■ Instructions for the task
Each line of the material below that holds the word "positive" needs to be copied.

○ ○ ○ ○ ○ ○ ○

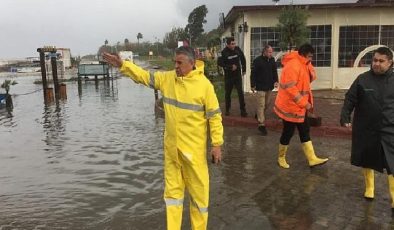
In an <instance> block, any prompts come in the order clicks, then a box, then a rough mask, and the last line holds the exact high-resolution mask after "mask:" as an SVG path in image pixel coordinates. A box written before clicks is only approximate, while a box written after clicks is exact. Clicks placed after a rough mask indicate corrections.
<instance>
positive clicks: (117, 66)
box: [102, 52, 122, 68]
mask: <svg viewBox="0 0 394 230" xmlns="http://www.w3.org/2000/svg"><path fill="white" fill-rule="evenodd" d="M102 56H103V59H104V61H105V62H107V63H108V64H110V65H112V66H115V67H118V68H120V67H121V66H122V59H121V58H120V57H119V56H118V55H117V54H116V55H113V54H110V53H107V52H103V54H102Z"/></svg>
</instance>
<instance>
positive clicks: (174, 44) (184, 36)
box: [163, 27, 188, 49]
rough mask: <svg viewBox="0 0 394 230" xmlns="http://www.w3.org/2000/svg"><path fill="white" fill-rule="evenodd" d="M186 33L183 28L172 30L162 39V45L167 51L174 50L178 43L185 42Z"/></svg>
mask: <svg viewBox="0 0 394 230" xmlns="http://www.w3.org/2000/svg"><path fill="white" fill-rule="evenodd" d="M187 37H188V35H187V33H186V31H185V30H184V29H183V28H175V27H174V28H172V31H171V32H168V33H166V35H165V36H164V39H163V43H164V45H165V46H166V47H167V48H168V49H175V48H176V47H178V41H183V40H187Z"/></svg>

○ ○ ○ ○ ○ ○ ○

■ Exercise response
positive clicks: (117, 66)
positive clicks: (174, 44) (184, 36)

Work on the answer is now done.